§ What is required
Pick out every line in the records below that contains the string "tree", and copy each one.

___ Provided records ___

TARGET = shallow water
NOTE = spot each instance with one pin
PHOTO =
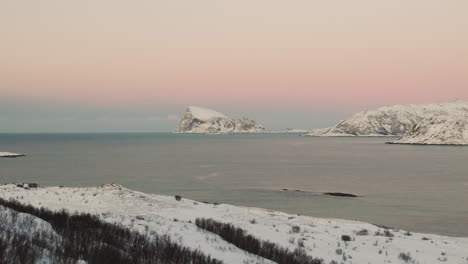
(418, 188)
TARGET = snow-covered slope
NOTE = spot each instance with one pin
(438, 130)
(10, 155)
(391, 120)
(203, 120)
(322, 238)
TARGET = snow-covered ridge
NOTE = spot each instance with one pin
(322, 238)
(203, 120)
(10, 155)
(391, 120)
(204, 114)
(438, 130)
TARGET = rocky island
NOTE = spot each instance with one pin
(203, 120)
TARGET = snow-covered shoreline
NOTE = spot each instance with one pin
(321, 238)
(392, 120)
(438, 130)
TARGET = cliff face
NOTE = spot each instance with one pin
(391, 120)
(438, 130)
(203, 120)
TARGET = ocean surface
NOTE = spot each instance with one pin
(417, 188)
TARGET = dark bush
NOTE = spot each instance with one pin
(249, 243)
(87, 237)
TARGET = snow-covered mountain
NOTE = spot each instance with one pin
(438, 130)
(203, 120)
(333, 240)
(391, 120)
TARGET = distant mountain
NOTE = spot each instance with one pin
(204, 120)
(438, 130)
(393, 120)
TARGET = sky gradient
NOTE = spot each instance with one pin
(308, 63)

___
___ Provided records ___

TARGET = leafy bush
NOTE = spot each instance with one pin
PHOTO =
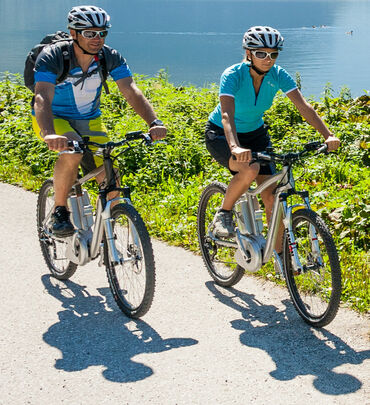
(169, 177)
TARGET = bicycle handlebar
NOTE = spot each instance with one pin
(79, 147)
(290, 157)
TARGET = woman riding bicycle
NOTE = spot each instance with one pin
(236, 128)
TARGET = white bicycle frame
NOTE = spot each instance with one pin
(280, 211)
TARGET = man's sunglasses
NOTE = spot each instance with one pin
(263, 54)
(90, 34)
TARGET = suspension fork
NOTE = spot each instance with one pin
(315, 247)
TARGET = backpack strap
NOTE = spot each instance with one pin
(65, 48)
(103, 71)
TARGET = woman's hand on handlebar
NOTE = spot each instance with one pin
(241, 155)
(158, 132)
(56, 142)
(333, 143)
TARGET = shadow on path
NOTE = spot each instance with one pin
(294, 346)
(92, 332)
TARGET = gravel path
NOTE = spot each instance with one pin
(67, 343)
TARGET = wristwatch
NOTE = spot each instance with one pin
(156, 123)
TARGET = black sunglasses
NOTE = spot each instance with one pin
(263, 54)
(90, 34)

___
___ Provided records ___

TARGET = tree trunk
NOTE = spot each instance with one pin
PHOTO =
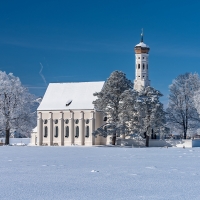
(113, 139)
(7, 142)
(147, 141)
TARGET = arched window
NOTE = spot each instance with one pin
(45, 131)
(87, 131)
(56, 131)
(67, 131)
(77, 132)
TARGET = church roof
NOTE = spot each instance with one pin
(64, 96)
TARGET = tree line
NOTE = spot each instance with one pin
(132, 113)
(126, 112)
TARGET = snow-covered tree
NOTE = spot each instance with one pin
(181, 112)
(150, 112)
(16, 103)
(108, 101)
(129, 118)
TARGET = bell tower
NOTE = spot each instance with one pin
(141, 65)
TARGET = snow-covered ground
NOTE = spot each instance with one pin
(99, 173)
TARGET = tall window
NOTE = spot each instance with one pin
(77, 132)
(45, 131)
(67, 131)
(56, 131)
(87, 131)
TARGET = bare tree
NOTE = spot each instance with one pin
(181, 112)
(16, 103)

___

§ Solution to the exercise
TARGET = tree trunk
TARGET = tree line
TARGET = snow-covered tree
TARGET = bare tree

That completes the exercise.